## Stated exercise
Update the records by changing every "photograph on cover" to "cover photograph". Leave everything else the same.

## Input records
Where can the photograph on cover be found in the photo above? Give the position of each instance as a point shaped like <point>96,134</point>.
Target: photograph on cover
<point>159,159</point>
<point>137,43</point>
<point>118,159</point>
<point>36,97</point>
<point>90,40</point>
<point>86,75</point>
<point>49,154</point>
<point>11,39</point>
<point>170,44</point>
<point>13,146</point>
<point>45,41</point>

## Output for this exercise
Where can the cover photograph be found in the photo above? Give the position of each instance as a point shaped like <point>96,134</point>.
Target: cover photograph
<point>159,159</point>
<point>137,43</point>
<point>118,159</point>
<point>36,97</point>
<point>90,40</point>
<point>86,75</point>
<point>49,154</point>
<point>11,39</point>
<point>170,44</point>
<point>13,146</point>
<point>45,41</point>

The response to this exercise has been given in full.